Document segment:
■ ■ ■

A 49-year-old man finally got relief from a rare, maddening eye disorder after researchers, in an experimental procedure, implanted specialized magnets beneath his eyeballs. The disorder, called nystagmus, or dancing eyes, causes the eyes to oscillate rhythmically, making the visual scene constantly shake. Scientists from University College London steadied the man’s gaze by surgically implanting in each eye a pair of titanium-encased rare-earth magnets. The researchers reported the case study Saturday in the journal Ophthalmology.
Researchers have come up with all sorts of clever bioengineering solutions that involve magnets and the human body, but never one quite like this, says Parashkev Nachev, a neurologist at University College London who led the experiment. For example, engineers have designed small robots guided by magnetic fields that move through the body to do various jobs, such as perform surgery, navigate blood vessels, deliver drugs, palpate tissue, and take biopsies. And doctors have attached prostheses such as artificial noses to the body using magnets.
Nachev’s implant moves magnets into a new biomedical domain—one his team dubbed “oculomotor prosthetics.” The magnets he and his team used are made of samarium-cobalt and neodymium-iron-boron, which are rare-earth materials that are fairly common in the magnet world. They’re encased in titanium to make them biocompatible. And they’re small, of course—about three millimeters in diameter and one-to-two millimeters long.

■ ■ ■

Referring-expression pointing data

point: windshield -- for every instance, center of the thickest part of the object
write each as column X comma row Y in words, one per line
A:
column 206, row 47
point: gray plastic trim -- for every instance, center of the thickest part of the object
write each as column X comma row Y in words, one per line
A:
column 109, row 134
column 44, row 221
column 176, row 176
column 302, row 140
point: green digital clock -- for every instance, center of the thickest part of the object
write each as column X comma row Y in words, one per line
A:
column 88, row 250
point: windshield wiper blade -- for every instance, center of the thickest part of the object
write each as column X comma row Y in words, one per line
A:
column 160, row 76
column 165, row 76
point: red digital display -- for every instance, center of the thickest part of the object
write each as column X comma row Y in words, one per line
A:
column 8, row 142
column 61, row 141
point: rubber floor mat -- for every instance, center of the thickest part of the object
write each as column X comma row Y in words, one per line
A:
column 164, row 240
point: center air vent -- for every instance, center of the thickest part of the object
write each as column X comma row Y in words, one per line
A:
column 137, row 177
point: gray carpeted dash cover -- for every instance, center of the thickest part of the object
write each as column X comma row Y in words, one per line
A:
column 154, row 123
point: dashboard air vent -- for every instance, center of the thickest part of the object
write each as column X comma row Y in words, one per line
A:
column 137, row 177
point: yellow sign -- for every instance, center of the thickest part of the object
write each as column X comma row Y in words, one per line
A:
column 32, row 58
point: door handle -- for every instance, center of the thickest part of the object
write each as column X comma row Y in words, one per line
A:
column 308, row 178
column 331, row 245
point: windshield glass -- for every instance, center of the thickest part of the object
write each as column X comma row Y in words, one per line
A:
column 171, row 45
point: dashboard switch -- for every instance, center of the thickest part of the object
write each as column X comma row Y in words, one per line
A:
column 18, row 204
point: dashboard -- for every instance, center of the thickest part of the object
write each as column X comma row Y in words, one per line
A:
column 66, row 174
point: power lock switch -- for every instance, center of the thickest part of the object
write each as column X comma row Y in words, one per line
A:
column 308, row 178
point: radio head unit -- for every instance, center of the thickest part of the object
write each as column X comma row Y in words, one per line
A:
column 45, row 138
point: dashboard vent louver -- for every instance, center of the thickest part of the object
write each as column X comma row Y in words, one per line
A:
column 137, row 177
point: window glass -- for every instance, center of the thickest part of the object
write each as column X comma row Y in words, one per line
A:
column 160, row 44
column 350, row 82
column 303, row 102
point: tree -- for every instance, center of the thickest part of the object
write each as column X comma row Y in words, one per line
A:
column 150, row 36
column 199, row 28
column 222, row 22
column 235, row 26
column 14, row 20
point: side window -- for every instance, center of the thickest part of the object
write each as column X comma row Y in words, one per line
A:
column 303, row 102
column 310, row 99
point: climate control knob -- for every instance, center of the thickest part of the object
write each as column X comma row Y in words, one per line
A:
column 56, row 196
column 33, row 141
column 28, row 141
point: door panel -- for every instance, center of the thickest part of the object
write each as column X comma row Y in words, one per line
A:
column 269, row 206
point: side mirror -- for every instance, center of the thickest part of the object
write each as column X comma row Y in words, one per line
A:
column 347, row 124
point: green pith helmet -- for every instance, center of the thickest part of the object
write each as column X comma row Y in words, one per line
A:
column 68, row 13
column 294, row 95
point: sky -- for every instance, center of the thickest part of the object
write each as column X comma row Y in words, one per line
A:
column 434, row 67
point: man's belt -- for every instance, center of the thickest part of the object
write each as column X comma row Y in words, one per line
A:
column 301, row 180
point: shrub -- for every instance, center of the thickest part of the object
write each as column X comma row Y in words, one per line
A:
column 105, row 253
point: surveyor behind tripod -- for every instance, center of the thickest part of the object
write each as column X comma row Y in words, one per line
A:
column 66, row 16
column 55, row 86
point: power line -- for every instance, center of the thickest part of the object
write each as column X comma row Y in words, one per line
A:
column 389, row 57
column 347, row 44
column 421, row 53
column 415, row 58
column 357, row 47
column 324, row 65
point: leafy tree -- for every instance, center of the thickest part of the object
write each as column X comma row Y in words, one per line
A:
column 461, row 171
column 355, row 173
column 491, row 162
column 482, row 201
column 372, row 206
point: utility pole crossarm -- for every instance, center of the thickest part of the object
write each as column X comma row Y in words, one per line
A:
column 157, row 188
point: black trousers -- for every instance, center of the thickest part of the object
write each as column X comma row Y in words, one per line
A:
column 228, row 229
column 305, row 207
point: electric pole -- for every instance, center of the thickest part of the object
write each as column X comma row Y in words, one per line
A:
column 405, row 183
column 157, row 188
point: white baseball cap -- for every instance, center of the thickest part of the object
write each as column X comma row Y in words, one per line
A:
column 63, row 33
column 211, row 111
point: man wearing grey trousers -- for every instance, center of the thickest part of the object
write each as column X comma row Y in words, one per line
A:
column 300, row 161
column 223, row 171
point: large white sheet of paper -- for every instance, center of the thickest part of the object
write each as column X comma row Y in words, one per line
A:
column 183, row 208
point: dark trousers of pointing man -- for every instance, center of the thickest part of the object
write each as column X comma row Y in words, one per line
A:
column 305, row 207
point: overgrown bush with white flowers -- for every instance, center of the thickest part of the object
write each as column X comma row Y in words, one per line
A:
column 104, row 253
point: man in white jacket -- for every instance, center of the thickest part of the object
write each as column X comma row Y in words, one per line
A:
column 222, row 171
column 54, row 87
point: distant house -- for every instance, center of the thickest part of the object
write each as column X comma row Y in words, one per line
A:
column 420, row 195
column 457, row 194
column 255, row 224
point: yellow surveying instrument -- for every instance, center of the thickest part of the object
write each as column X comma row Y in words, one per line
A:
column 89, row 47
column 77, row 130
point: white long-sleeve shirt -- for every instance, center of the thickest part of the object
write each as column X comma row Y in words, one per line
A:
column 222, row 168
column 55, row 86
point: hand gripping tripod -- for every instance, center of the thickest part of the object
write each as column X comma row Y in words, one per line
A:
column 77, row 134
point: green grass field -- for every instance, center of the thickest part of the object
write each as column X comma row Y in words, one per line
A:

■ ■ ■

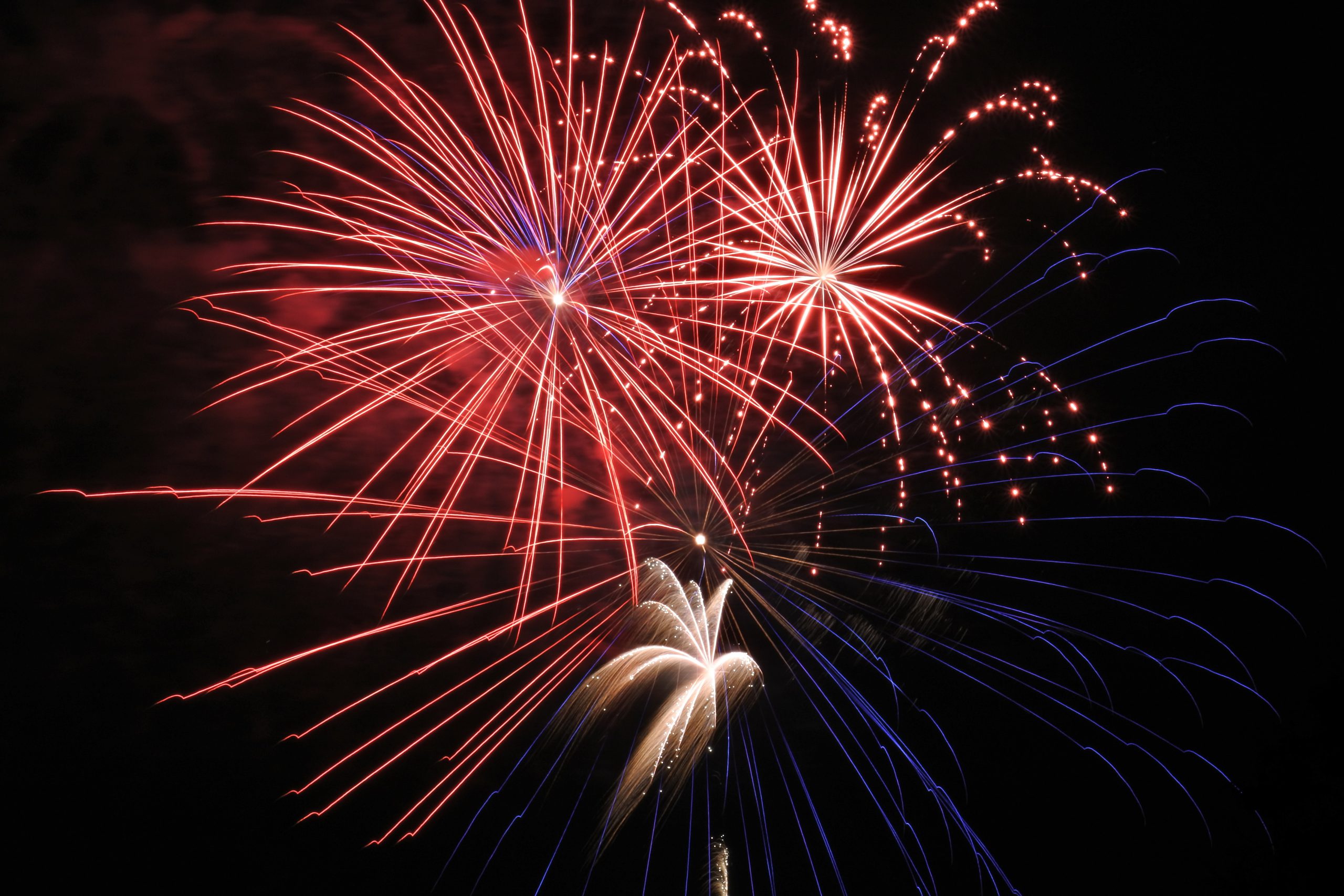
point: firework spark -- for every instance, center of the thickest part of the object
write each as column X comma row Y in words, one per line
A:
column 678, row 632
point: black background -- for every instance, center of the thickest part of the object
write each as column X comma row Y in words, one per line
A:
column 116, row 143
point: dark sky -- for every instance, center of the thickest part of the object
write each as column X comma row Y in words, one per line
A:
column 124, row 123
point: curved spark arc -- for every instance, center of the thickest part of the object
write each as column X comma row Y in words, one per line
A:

■ ■ ■

What this exercise asks:
1. Decide whether each statement agrees with the text on the magnetic eye implants, answering yes or no and quoting the deciding words. (a) The magnets were placed beneath the man's eyeballs. (b) The magnets were encased in gold. (c) The magnets are about ten millimeters in diameter.
2. Go on with the text on the magnetic eye implants from the point where it stops.

Answers below:
1.
(a) Yes: "implanted specialized magnets beneath his eyeballs"
(b) No: "They’re encased in titanium to make them biocompatible."
(c) No: "about three millimeters in diameter"

2.
The device is simple and the surgery is quick. In each eye, a surgeon sutures the samarium-cobalt magnet to the tendon of the muscle on the underside of the eye and superglues—yes, superglues—the neodymium-iron-boron magnet to the eye socket. “Ophthalmologists love superglue and they use it a lot,” says Nachev. When the 30-minute procedure is completed, the magnets attract with enough pull to steady the dancing eye, but not so much that voluntary eye movement is hindered, the researchers report.
Nachev’s team also built a machine to test the force of the magnets before implanting them. They wanted to make sure the magnets were strong enough to stop oscillation but not strong enough to impede voluntary eye movement.
Nystagmus can be maddening for patients, says Nachev. When the condition pops up later in life, it often accompanies other problems of the central nervous system, such as multiple sclerosis or degenerative conditions. Because the cause of nystagmus is broad and complex, no single drug seems to work for most patients. Among drugs that do work “the effects are not usually dramatic,” says Nachev.
The patient in Nachev’s case study, who asked to remain anonymous, had tried every drug in the book, with no relief. His vision and stability got so bad he lost his job as a truck driver and became unemployed.
So, he asked his doctors about experimental treatments. Nachev’s team had heard about an oral presentation from a Brazilian ophthalmologist named Harley Bicas who, a decade ago, had proposed the concept of using magnets to steady dancing eyes. Nachev’s team took up the concept and designed a prototype with help from Quentin Pankhurst, a professor of physics and biomedical engineering at University College London.
After the surgery, Nachev’s patient saw an immediate and obvious improvement. “His world doesn’t shake as badly as it used to,” Nachev says. The man was able to get a job—although not as a driver—and has had the implants for nearly five years now.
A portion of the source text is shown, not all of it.